++++ MATERIAL PROVIDED
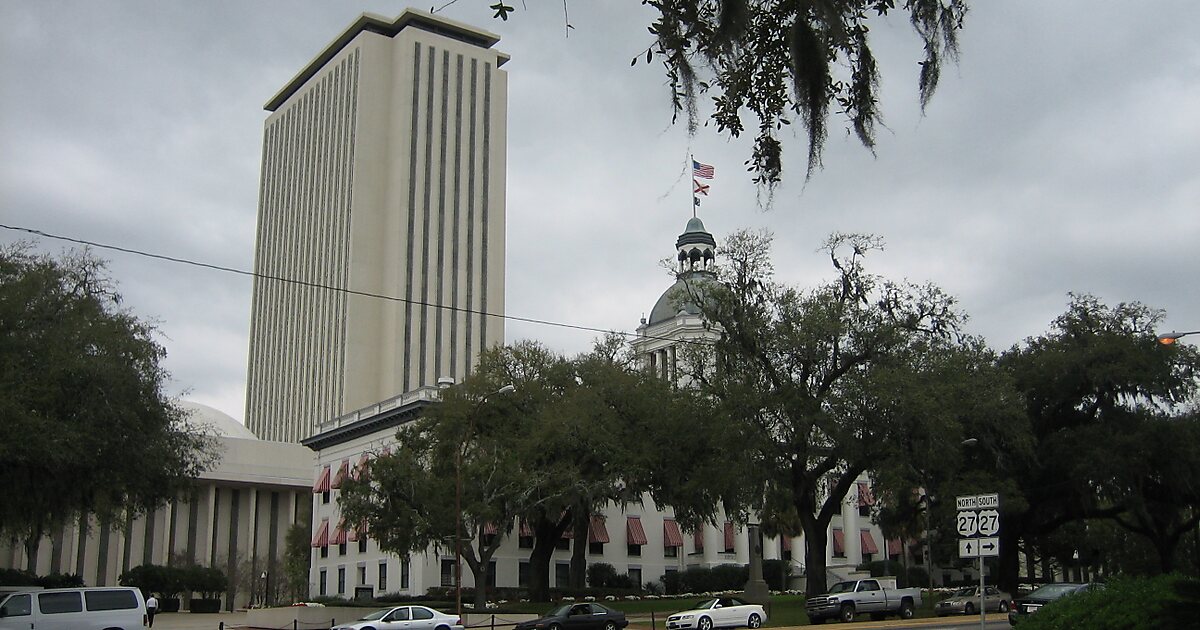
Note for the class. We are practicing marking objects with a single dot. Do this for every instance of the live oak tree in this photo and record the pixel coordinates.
(85, 426)
(823, 384)
(573, 437)
(1113, 423)
(772, 63)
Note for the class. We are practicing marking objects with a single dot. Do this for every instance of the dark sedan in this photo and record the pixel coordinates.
(589, 616)
(1041, 597)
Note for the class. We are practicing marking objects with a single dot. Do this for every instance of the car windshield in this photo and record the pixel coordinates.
(1053, 591)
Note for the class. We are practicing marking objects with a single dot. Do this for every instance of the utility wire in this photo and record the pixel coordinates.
(327, 287)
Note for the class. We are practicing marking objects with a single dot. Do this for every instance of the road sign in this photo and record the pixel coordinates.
(976, 547)
(978, 502)
(989, 522)
(967, 523)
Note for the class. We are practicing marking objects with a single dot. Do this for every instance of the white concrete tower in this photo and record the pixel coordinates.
(383, 175)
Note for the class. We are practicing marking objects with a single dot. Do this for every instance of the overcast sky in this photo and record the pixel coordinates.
(1062, 154)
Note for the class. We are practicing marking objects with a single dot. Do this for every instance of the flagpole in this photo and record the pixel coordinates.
(695, 201)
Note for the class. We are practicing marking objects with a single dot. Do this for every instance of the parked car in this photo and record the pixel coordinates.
(75, 609)
(856, 597)
(966, 601)
(720, 612)
(589, 616)
(407, 617)
(1041, 597)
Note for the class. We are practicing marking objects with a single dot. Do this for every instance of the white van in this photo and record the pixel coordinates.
(75, 609)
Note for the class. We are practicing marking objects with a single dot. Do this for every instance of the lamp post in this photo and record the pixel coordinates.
(457, 493)
(1171, 337)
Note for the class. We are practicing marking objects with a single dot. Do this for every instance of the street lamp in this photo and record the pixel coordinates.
(457, 493)
(1171, 337)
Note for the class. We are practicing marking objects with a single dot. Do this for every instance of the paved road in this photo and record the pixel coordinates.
(185, 621)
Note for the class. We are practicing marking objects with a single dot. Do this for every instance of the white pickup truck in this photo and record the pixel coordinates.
(856, 597)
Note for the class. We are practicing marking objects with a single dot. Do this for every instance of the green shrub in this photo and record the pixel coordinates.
(1125, 604)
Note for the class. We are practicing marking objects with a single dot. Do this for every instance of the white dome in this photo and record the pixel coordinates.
(222, 423)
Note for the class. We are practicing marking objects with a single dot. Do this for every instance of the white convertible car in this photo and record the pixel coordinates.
(719, 612)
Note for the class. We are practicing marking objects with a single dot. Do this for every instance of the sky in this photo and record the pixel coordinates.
(1060, 155)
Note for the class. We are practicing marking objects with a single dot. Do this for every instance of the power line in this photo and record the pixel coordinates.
(327, 287)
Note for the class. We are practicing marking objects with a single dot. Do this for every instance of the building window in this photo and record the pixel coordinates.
(562, 575)
(523, 574)
(635, 576)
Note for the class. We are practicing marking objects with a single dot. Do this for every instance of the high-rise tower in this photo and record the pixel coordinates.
(382, 197)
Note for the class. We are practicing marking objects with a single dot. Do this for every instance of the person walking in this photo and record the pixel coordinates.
(151, 609)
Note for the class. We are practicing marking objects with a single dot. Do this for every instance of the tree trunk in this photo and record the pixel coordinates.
(816, 539)
(1008, 574)
(546, 534)
(33, 544)
(579, 549)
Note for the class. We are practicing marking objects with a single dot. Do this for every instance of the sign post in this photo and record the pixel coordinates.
(978, 522)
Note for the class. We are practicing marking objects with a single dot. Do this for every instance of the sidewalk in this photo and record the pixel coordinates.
(190, 621)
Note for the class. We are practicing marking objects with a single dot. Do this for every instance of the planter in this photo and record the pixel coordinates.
(205, 605)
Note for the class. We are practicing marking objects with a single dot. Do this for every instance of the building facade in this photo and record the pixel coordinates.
(235, 519)
(379, 261)
(642, 540)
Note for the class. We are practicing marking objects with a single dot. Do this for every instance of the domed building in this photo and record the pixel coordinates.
(676, 316)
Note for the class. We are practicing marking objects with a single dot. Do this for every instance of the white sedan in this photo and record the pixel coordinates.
(719, 612)
(407, 617)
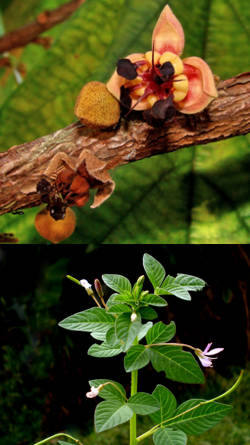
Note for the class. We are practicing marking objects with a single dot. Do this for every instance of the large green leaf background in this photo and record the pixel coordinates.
(196, 195)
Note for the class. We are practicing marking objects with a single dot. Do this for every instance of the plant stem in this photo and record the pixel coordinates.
(134, 382)
(58, 435)
(156, 427)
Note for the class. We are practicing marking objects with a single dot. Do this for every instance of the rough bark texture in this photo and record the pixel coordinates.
(44, 21)
(21, 167)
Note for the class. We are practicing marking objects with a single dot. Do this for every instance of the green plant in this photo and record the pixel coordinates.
(118, 324)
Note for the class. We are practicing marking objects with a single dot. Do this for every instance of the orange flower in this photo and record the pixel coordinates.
(159, 80)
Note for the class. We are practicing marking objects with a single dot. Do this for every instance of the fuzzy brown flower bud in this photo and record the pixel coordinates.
(96, 107)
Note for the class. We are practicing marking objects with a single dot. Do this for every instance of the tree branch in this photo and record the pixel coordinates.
(44, 21)
(21, 167)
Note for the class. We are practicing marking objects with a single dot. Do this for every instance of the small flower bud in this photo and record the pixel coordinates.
(98, 288)
(92, 393)
(87, 286)
(133, 317)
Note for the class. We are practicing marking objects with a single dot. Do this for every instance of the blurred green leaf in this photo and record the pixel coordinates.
(196, 195)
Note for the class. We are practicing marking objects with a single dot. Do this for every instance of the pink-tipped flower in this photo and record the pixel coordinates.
(205, 356)
(92, 393)
(159, 81)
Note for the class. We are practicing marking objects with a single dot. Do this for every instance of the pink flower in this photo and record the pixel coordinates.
(159, 81)
(93, 392)
(204, 356)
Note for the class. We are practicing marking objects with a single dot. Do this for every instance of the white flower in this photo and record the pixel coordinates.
(133, 317)
(85, 284)
(93, 392)
(203, 355)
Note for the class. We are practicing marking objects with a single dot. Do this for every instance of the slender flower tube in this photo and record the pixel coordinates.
(92, 393)
(85, 284)
(205, 356)
(159, 81)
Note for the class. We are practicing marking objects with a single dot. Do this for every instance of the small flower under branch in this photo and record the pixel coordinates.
(204, 356)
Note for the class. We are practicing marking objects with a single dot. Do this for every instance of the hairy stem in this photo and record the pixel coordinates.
(58, 435)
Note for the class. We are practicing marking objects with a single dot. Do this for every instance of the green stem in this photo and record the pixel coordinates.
(134, 384)
(58, 435)
(156, 427)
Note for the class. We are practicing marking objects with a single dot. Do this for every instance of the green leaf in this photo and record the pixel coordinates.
(110, 414)
(167, 403)
(136, 358)
(154, 270)
(113, 391)
(144, 329)
(143, 403)
(153, 300)
(99, 335)
(127, 330)
(119, 298)
(199, 419)
(166, 436)
(94, 319)
(189, 282)
(104, 350)
(111, 338)
(148, 313)
(161, 333)
(174, 289)
(119, 309)
(118, 283)
(178, 365)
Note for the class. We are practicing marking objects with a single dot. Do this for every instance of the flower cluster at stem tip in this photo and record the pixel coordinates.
(159, 82)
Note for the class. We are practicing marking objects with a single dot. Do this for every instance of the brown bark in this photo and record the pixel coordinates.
(21, 167)
(43, 22)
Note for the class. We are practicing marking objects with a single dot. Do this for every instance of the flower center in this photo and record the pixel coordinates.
(155, 77)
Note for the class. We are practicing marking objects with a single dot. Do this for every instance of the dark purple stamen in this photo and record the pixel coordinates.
(163, 109)
(125, 98)
(166, 71)
(126, 69)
++++++++
**WHAT THE TASK REQUIRES:** When you copy the entries, keep every word exactly as it stands and drop any pictures.

**SOLVED EXERCISE:**
Note for the class. We are practicing marking objects with a single dot. Do this for every instance of the live oak tree in this photo and record the pixel coordinates.
(85, 426)
(823, 384)
(573, 437)
(1113, 423)
(772, 63)
Note for the class. We are practicing marking objects with a single dot. Do this for every instance of the dark sedan in this photo and record the pixel coordinates.
(589, 616)
(1041, 597)
Note for the class. We are practicing marking objects with a single dot. Do this for every instance of the car windshield in this photo and record the pixel coordinates.
(1053, 591)
Note for the class. We are practicing marking objects with a single dot. Do this for every instance of the utility wire in this photo and record the pixel coordinates.
(327, 287)
Note for the class. We are practicing marking objects with a single dot. Do this for every instance of the road sign in this photo and record the pixel coordinates.
(976, 547)
(978, 502)
(989, 522)
(967, 523)
Note for the class. We are practicing marking objects with a single dot. Do this for every instance of the white concrete tower in this photo and record the pixel coordinates.
(383, 175)
Note for the class. We are practicing marking objects with a single dot. Do this for every instance of the overcast sky in this photo and record the pixel coordinates.
(1062, 154)
Note for the class. We are practicing marking objects with a single dot. Do this for every instance of the flagpole in this photo and record the pixel coordinates.
(695, 201)
Note for the class. We are practicing marking objects with a single dot. Do this for every instance of the parked car in this photo and record the pixel coordinates.
(75, 609)
(856, 597)
(966, 601)
(720, 612)
(589, 616)
(407, 617)
(1041, 597)
Note for the class. We are practicing marking objects with a single dot. Do this for every instance of the white van in this photo and record the pixel coordinates.
(75, 609)
Note for the class. We are practicing marking objects with a single dot. Do this for every instance of the lamp post in this photo and record the pixel coordinates.
(457, 493)
(1171, 337)
Note for the class. We are practicing marking objects with a single dot. Do this for every instance of the street lamp in this photo and record the pixel coordinates.
(457, 493)
(1171, 337)
Note for the class. We are practicing marking objects with a single dot. Do this for every instance of the paved road in this photo and record the pixel coordinates.
(185, 621)
Note for the class. We are practicing marking objects with a single dot. Do this for every instance of the white pickup truck in this photo and record the pixel coordinates.
(856, 597)
Note for the class. We are practicing marking objects with a single dot. Do this for every instance of the green shrub in this photo and record the pixel coordinates.
(1125, 604)
Note for the class. We are practicing marking objects with a single dot. Do this for every instance of the white dome in this photo and record the pixel coordinates.
(222, 423)
Note for the class. We are practicing marking objects with a single dot. Do this for every instance of the white convertible car in this photo and record the pixel coordinates.
(719, 612)
Note for the class. We are practicing marking objects with a single dot. Do this for every instance of the sky in this photo and record the pixel coordinates.
(1060, 155)
Note for the class. We are practicing marking objects with a single dot. Do this for every instance of the power line in this photo and record the pixel coordinates.
(327, 287)
Note for the class. We are practicing marking objects with a single dot. Do this for every instance of the building window in this photo and record the pixel coordinates.
(562, 575)
(523, 574)
(635, 576)
Note for the class. We are practicing marking objects with a single dot. Do this for every instance of the high-rise tower in this photo and record the pixel coordinates.
(382, 197)
Note for the class. We are practicing marking objects with a single dot. Do this for every instance of the person walking in this photo and record the pixel coordinates.
(151, 609)
Note for the class. We are practicing marking objects with a single dot. Do this for every instance of the tree trunk in this photo and record the pixel coordinates.
(816, 539)
(1008, 574)
(546, 534)
(33, 544)
(579, 549)
Note for the class. We are practicing marking objects with a single dot. Do this for every instance of the sign post in this photo and record the pixel coordinates.
(978, 522)
Note for the class. We are practicing marking objects with a single dot. Do this for every instance of the sidewalk in this photo and record the pixel coordinates.
(190, 621)
Note for the class. We are practicing marking objects with a single dot. Do this for every instance of the planter in this photo and record the pixel coordinates.
(205, 605)
Note for the class. We are practicing marking objects with a single dot. Do this for every instance of the building facade in this photo and record the pixel coordinates.
(235, 519)
(379, 261)
(642, 540)
Note for the class. We are practicing marking objects with a single dot. Do this for every instance of the domed building in this photo and record the pixel coordinates.
(676, 316)
Note for the class. We are practicing marking objects with a single dot. Do this for every instance of the white sedan in this photo and record the pixel coordinates.
(719, 612)
(407, 617)
Note for the class. We are practicing marking objects with a single dot. Do this for every instance of the large green leaf background in this photo and record the pixel coordinates.
(196, 195)
Note for the class. We are practicing marking objects with a single dot. Do this for every instance of the plant stem in this photo and record the pixel coordinates.
(134, 382)
(58, 435)
(156, 427)
Note for the class. We are practicing marking objects with a single dot. Do this for every instance of the rough bark texture in this photo and record the pixel coordinates.
(44, 21)
(21, 167)
Note for the class. We are practicing marking objects with a single dot. Do this for every instance of the green plant in this photo and record the pixel coordinates.
(118, 324)
Note for the class. We are practicing marking objects with a single dot. Do this for every instance of the orange flower in this photo and record the pixel coordinates.
(159, 80)
Note for the class. We are practicing marking objects with a single dot. Do this for every instance of the fuzzy brown flower bud in this photo and record the pixel coordinates.
(96, 107)
Note for the class. We are practicing marking objects with a single dot. Do this for every instance of the tree branch in this photo and record the pixel coordinates.
(44, 21)
(21, 167)
Note for the class. We are practicing marking objects with a single dot. Do this for every instance of the small flower bud in this photo and record the pixel coordinates.
(98, 288)
(92, 393)
(87, 286)
(133, 317)
Note for the class. We are practicing marking objects with a single dot. Do this for every instance of the blurred green leaf in this photo and record the pixel coordinates.
(196, 195)
Note for the class. We are practicing marking objects with a single dot. Do this for every instance of the pink-tipped flower in this photo and record the pixel coordinates.
(205, 356)
(92, 393)
(159, 81)
Note for the class. We are practicing marking objects with a single dot. Do this for every instance of the pink flower in this photo and record the pixel coordinates.
(159, 81)
(93, 392)
(204, 356)
Note for the class. We are practicing marking objects with a single dot. Do this for every instance of the white flower in this photo and record the pixel coordinates.
(133, 317)
(85, 284)
(93, 392)
(203, 355)
Note for the class. We are practicing marking objects with a single dot. Do this for every instance of the slender flower tube in this photo and record the pixel coordinates.
(92, 393)
(85, 284)
(205, 356)
(159, 81)
Note for the class. We are practicing marking objects with a single dot. Do this for every instance of the small flower under branch in this photo and record the pixel coordinates.
(204, 356)
Note for the class. We are practicing marking objects with a single dot. Do this for every instance of the hairy stem in this photo and record the pixel coordinates.
(58, 435)
Note for the class. We are practicing marking objects with a single dot. Do this for every instance of the green stem in this photo and record the pixel coordinates.
(134, 384)
(58, 435)
(156, 427)
Note for the class. We are practicing marking objects with a single dot. Do this for every instance of the green leaf in this photo and record the pixel coordinates.
(110, 414)
(167, 403)
(136, 358)
(154, 270)
(113, 391)
(144, 329)
(143, 403)
(153, 300)
(99, 335)
(127, 330)
(119, 298)
(199, 419)
(166, 436)
(94, 319)
(189, 282)
(104, 350)
(111, 338)
(148, 313)
(161, 333)
(174, 289)
(119, 309)
(118, 283)
(178, 365)
Note for the class. We are practicing marking objects with a single dot. Do this for every instance of the flower cluster at stem tip in this photo and record the pixel coordinates.
(159, 82)
Note for the class. We are practicing marking objects with a single dot. Do this for every instance of the brown bark in this photo and record the pixel coordinates.
(21, 167)
(43, 22)
Note for the class. We are practicing marking objects with a single dot. Do this for every instance of the flower center in this photo and record the pixel coordinates.
(155, 77)
Note for the class. We are practicing marking objects with a single dot. Do this for every instance of the dark purple stamen in this photo and record the pixel coordinates.
(163, 109)
(125, 98)
(166, 71)
(126, 69)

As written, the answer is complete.